**TEXT PROVIDED:**
★ ★ ★ ★ ★

By Kevin L. Connors, Esquire

Does a Plaintiff have the right to have Counsel present during an Independent Neuropsychological Evaluation, an issue recently addressed by the Pennsylvania Superior Court in Shearer v. Hafer, decided on March 9, 2016?

Read my lips, the answer is No!

Holding that the Trial Court acted within its discretion in entering a Protective Order prohibiting the presence of third-party observers during the standardized test portion of the Neuropsychological Evaluation, the Superior Court, in an Opinion authored by Justice Panella, considered the following facts:

  • The Plaintiffs were suing for injuries from a 7/15/10 motor vehicle accident;
  • The Plaintiff claimed that he had sustained a brain injury in the accident, resulting in cognitive deficits;
  • The Plaintiff was evaluated by a Neuropsychologist, in the course of which standardized testing was administered to the Plaintiff, with the testing being conducted without third-party presence;
  • The Plaintiffs were suing the Defendant for personal injuries, including the Plaintiff’s alleged brain injury;
  • The Plaintiff’s Neuropsychologist was listed as a Trial witness by the Plaintiff;
  • The Plaintiff was referred for an Independent Neuropsychological Evaluation by the defense;
  • Plaintiffs’ Counsel demanded to be present during all stages of the Plaintiff’s defense Neuropsychological Evaluation;
  • Plaintiffs’ Counsel requested to audiotape the defense Neuropsychological Evaluation;
  • The Defendant’s Independent Neuropsychologist objected to Plaintiffs’ Counsel being present during the standardized testing administered during the Plaintiff’s Neuropsychological Evaluation, as well as objecting to the testing being audiotaped by Counsel, with the objection predicated on the ethical principles applicable to psychologists under the Codes of Conduct adopted by the American Psychological Association (APA) and the National Academy of Neuropsychology (NAN);
  • Defendant’s Neuropsychologist would, however, agree to allow Plaintiffs’ Counsel to be present during the Neuropsychologist’s interview portion of the defense Neuropsychological Evaluation;
  • Plaintiffs’ Counsel refused to agree to the Defendant’s Neuropsychologist’s examination terms; and,
  • The Trial Court convened a Status Conference for resolution of this issue, requiring both Parties to submit Legal Briefs;
  • Defendant’s Legal Brief contained a supplemental outline by Defendant’s Neuropsychologist as to the privacy necessary to authenticate the data from standardized testing administered during a Neuropsychological Evaluation; and,
  • Upon review of the Legal Briefs submitted by the Parties, the Trial Court entered an Order granting the Defendant’s request for a Protective Order, barring Plaintiffs’ Counsel from being present during the standardized testing portion of the Plaintiff’s defense Neuropsychological Evaluation.

In prohibiting Counsel from being present during the Plaintiff’s standardized neuropsychological testing, the Trial Court ordered that Counsel would be permitted to be present during the interview phase of the Plaintiff’s defense Neuropsychological Evaluation.

The Trial Court also barred Plaintiffs’ Counsel from audiotaping any portion of the defense examination.

★ ★ ★ ★ ★

**COLLECTED MATERIAL:**
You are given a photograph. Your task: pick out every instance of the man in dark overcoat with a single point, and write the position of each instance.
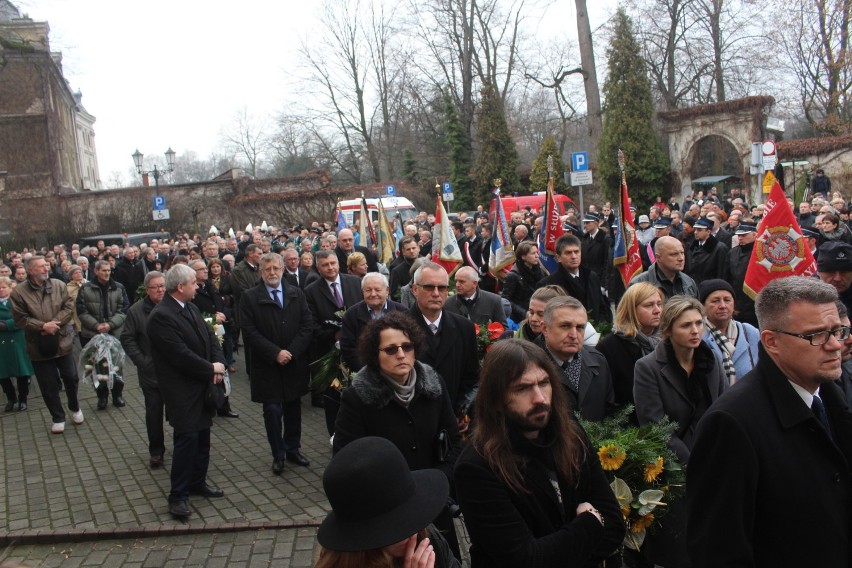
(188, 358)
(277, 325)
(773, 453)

★ ★ ★ ★ ★

**ACTIONS TO TAKE:**
• 1. In the piece on Shearer v. Hafer, what date did the Pennsylvania Superior Court decide the case?
• 2. Extend the article on Shearer v. Hafer, picking up after its last sentence.

**REPLIES:**
• 1. March 9, 2016

• 2.
The Plaintiffs appealed the Trial Court’s Order, seeking reconsideration.

The Trial Court denied the Plaintiffs’ Motion for Reconsideration, with the Plaintiffs then certifying the Protective Order to allow for an Appeal of the issue to the Pennsylvania Superior Court, as the Trial Court Order granting Defendant’s Request for Protective Relief was an Interlocutory and not a final Order disposing of all factual issues and facts concerning the Plaintiffs’ personal injury claims before the Trial Court.

Although Discovery Orders are typically deemed to be Interlocutory, and not, therefore, immediately appealable, as they do not dispose of the underlying litigation, the Superior Court held that Appellate jurisdiction could be conferred when a non-final Order requires review of a separable issue collateral to the main cause of action, and that issue is too important not to be reviewed until final judgment in the case.  Pa.R.A.P. 313(b).

Holding that the issue of whether a third-party could be present during a Plaintiff’s defense Neuropsychological Evaluation was “clearly separable from and collateral to” the Plaintiff’s main cause of action, the Superior Court held that issue in question was sufficiently important to warrant Appellate review.

Recalling the terrifying presence of a third-party observer, clutching a bloody knife, in the infamous shower scene with Janet Leigh in Hitchcock’s Psycho (1960), an unforgettable image forever etched in our neuropsychological synapses, the Superior Court noted that there were no Pennsylvania Appellate Court Decisions directly addressing a Litigant’s right to be present during a Psychological Examination, with the Plaintiffs arguing that Pa.R.C.P. 4010 absolutely entitled Counsel to be present during all aspects of the defense examination, with the Superior Court determining that the legislative intent behind Rule 4010 was balanced against the right to seek a Protective Order under Rule 4012, which specifically contemplated a Trial Court having the discretion to enter an Order directing that “Discovery or deposition shall be conducted with no one present except persons designated by the Court.”

Analyzing Rule 4012, the Superior Court also held that the Rule requires the Party seeking protection to show “good cause”, with the Trial Court being responsible for exercising judicial discretion to “strike an appropriate balance between competing interests, including a Litigant’s privacy interests (however they may be defined)… and the Court’s obligations to administer justice efficiently and prevent abuse of the Discovery process.”  Citing to Dougherty v. Heller, 97 A.3d 1257 (Pa. Super. 2014).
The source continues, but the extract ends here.